Required task
Can you rewrite every line from the one containing "Query: Where is the star-shaped" through the end of the records, inclusive, scaling each bounding-box coordinate by 0.85 and rounding it to a whole number with halves rounded up, while keeping all other text unchanged?

(Object detection data)
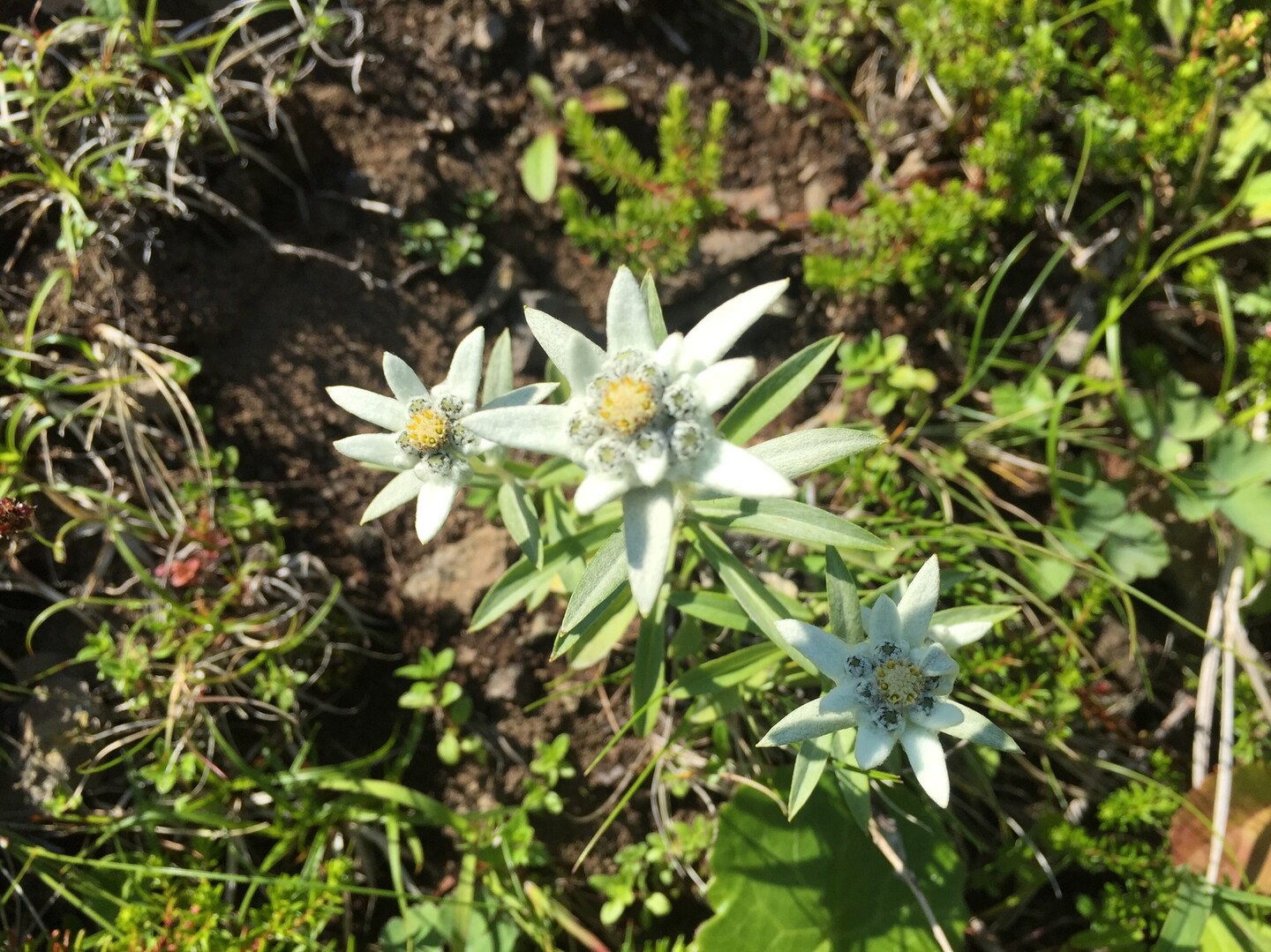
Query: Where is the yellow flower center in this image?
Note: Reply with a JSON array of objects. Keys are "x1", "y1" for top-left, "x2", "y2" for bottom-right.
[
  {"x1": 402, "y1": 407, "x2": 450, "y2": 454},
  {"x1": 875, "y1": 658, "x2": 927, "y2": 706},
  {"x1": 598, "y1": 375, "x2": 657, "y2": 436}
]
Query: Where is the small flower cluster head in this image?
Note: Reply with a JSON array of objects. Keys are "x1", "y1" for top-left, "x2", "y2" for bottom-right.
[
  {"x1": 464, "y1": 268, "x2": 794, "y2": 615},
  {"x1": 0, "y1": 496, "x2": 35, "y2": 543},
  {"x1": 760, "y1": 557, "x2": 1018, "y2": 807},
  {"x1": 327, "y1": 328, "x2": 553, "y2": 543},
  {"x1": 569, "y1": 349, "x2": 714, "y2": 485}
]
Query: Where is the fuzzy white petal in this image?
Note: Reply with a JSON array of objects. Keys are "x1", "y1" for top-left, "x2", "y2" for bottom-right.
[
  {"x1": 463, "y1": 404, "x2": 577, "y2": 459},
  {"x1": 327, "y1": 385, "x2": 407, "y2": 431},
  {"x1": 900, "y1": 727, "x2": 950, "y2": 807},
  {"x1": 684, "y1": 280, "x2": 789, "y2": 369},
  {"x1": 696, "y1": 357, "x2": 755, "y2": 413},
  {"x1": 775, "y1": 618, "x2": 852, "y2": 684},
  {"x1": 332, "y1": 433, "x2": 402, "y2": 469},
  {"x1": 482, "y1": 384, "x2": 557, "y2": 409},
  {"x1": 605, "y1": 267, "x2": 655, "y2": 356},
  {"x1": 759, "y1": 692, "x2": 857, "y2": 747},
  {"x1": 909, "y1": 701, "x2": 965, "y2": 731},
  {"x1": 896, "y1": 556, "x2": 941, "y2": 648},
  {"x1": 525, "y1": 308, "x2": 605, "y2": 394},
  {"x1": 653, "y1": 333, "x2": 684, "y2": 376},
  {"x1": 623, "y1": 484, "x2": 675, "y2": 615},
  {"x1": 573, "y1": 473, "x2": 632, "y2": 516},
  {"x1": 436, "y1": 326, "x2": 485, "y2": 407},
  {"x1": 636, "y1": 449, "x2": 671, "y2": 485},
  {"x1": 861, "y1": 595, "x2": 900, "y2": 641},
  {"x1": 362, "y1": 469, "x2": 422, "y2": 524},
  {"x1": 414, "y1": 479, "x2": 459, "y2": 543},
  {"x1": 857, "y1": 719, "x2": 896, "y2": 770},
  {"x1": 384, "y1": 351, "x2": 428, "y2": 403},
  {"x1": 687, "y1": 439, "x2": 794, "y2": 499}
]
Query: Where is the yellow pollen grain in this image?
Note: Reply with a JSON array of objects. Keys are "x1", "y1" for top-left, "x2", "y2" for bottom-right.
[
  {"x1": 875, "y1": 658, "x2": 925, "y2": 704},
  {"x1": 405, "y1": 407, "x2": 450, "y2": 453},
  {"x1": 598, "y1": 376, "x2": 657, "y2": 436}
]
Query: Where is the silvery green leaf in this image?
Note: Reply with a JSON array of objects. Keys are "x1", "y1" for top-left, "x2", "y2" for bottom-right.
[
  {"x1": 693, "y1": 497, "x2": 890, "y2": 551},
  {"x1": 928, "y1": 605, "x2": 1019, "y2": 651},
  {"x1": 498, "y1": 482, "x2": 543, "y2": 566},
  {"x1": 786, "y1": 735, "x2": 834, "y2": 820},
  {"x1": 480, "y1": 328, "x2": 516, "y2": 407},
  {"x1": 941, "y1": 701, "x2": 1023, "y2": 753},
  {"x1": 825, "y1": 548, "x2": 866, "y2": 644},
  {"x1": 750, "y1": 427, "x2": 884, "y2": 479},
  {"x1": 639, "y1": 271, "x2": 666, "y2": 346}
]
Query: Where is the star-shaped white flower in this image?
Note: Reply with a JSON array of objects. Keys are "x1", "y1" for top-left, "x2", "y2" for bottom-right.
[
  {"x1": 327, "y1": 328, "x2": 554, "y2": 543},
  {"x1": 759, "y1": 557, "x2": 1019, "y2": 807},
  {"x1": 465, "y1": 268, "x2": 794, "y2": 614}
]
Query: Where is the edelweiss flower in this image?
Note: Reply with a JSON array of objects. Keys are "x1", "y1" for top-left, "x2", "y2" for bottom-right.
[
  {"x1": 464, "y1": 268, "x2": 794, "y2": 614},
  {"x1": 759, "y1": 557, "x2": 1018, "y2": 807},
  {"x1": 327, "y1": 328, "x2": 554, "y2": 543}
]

Response
Query: Where is the star-shaped white flower in this image?
Note: Reply with a JSON array of objects. Keys are "x1", "y1" for top-left, "x2", "y2" for bottom-right.
[
  {"x1": 278, "y1": 279, "x2": 471, "y2": 462},
  {"x1": 645, "y1": 473, "x2": 866, "y2": 686},
  {"x1": 395, "y1": 228, "x2": 675, "y2": 522}
]
Query: Where is the edelweiss flower in this image?
Note: Reply with a JSON array of objects. Keys are "x1", "y1" for top-left, "x2", "y2" for bottom-right.
[
  {"x1": 394, "y1": 228, "x2": 675, "y2": 522},
  {"x1": 645, "y1": 473, "x2": 865, "y2": 686},
  {"x1": 278, "y1": 279, "x2": 471, "y2": 462}
]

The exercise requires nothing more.